[Referring expression data]
------------------------------------

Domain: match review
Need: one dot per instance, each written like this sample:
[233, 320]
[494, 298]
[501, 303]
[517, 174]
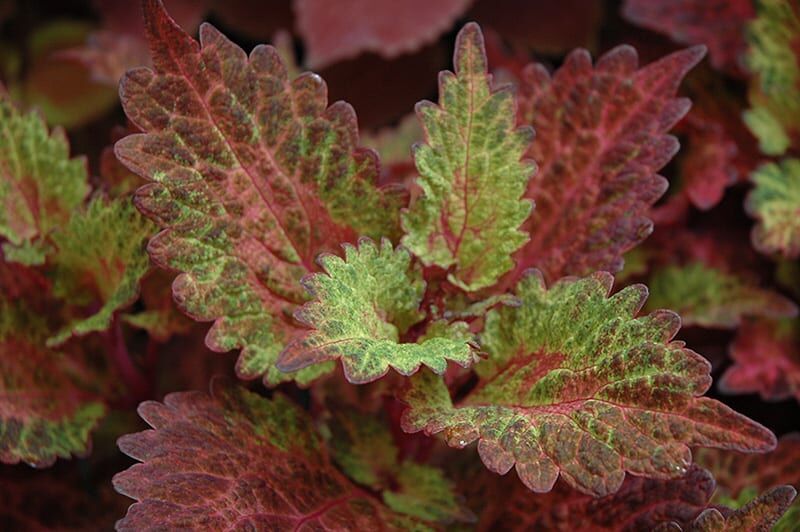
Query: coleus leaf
[719, 24]
[766, 360]
[758, 515]
[775, 201]
[576, 385]
[253, 175]
[46, 408]
[772, 56]
[640, 504]
[709, 297]
[100, 251]
[233, 459]
[471, 173]
[600, 139]
[360, 306]
[333, 32]
[740, 477]
[365, 450]
[39, 184]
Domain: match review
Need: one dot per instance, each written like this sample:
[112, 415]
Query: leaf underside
[774, 202]
[577, 386]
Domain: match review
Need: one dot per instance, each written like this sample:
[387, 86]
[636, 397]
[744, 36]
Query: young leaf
[253, 175]
[766, 360]
[359, 308]
[233, 459]
[471, 173]
[100, 251]
[39, 184]
[708, 297]
[774, 94]
[364, 448]
[760, 514]
[775, 203]
[717, 23]
[600, 139]
[576, 385]
[46, 411]
[640, 504]
[342, 30]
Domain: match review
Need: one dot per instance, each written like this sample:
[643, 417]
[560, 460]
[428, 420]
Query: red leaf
[640, 504]
[253, 176]
[234, 460]
[341, 30]
[766, 360]
[719, 24]
[600, 138]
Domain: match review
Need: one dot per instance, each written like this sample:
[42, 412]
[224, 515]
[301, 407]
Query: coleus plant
[386, 317]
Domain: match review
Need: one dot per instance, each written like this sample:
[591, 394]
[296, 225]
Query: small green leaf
[774, 117]
[775, 203]
[471, 173]
[577, 385]
[39, 184]
[359, 309]
[100, 251]
[709, 297]
[364, 448]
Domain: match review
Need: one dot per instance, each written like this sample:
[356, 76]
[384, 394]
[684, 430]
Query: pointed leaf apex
[469, 57]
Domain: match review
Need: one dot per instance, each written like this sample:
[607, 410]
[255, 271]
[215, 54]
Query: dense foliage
[337, 321]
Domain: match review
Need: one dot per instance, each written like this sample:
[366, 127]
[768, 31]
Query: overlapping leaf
[640, 504]
[360, 306]
[577, 386]
[46, 410]
[741, 477]
[342, 30]
[772, 57]
[471, 175]
[709, 297]
[766, 360]
[233, 459]
[775, 203]
[364, 449]
[600, 139]
[39, 184]
[253, 175]
[100, 253]
[719, 24]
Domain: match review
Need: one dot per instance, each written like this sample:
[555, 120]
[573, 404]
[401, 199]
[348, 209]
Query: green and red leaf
[708, 297]
[774, 202]
[100, 255]
[576, 385]
[471, 173]
[360, 306]
[772, 58]
[601, 136]
[252, 175]
[40, 185]
[719, 24]
[233, 459]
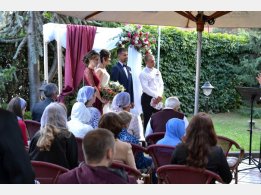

------------------------------------

Activity | Apart from the pictures, all of the data should be repeated exactly.

Response |
Domain: match review
Need: one dot per instance, each written like this sample:
[233, 320]
[494, 298]
[501, 303]
[517, 174]
Query: coleus leaf
[719, 24]
[766, 360]
[758, 515]
[775, 201]
[576, 385]
[253, 175]
[46, 408]
[772, 56]
[640, 504]
[709, 297]
[100, 251]
[233, 459]
[471, 173]
[600, 139]
[360, 306]
[333, 32]
[740, 477]
[365, 450]
[39, 184]
Domain: match review
Need: one dot per instance, each written like this sample:
[112, 415]
Query: leaf underside
[774, 202]
[577, 386]
Domain: match review
Need: one dot per instance, each written like this sample:
[387, 86]
[636, 397]
[744, 36]
Query: young leaf
[253, 175]
[766, 360]
[359, 308]
[233, 459]
[471, 173]
[100, 251]
[39, 184]
[708, 297]
[774, 94]
[364, 448]
[760, 514]
[775, 203]
[717, 23]
[600, 139]
[576, 385]
[46, 411]
[640, 504]
[342, 30]
Domain: match review
Need: one dot per instance, each written like this sample:
[643, 417]
[560, 460]
[428, 420]
Query: red leaf
[640, 504]
[253, 176]
[234, 460]
[341, 30]
[766, 360]
[719, 24]
[600, 138]
Domain: match review
Need: one dot per instance, each written like this sample:
[42, 412]
[224, 515]
[301, 407]
Query: coleus plant
[386, 317]
Domain: match review
Need: one dot per instance, each written like this sample:
[591, 394]
[296, 225]
Query: small green leaf
[774, 117]
[775, 203]
[471, 173]
[577, 385]
[39, 184]
[359, 309]
[100, 251]
[709, 297]
[364, 448]
Domain: match review
Need: one dot per instance, each written like this sample:
[356, 76]
[384, 394]
[684, 430]
Query: pointed leaf apex
[469, 57]
Domain: match review
Need: one dot per instance, each written like this sample:
[607, 410]
[255, 271]
[215, 54]
Query: dense foliage
[337, 321]
Domain: match review
Need: one dot per instance, each written like this sample:
[366, 127]
[768, 31]
Query: overlapping leaf
[640, 504]
[360, 306]
[577, 386]
[46, 410]
[741, 477]
[342, 30]
[772, 57]
[471, 175]
[709, 297]
[766, 360]
[233, 459]
[775, 203]
[364, 449]
[600, 139]
[39, 184]
[253, 175]
[100, 253]
[719, 24]
Domain: match review
Need: one dot per instance, each written like this sample:
[555, 120]
[573, 404]
[401, 199]
[348, 209]
Query: green and red leaf
[708, 297]
[774, 202]
[100, 255]
[576, 385]
[471, 173]
[360, 306]
[772, 58]
[601, 136]
[252, 175]
[40, 185]
[719, 24]
[233, 459]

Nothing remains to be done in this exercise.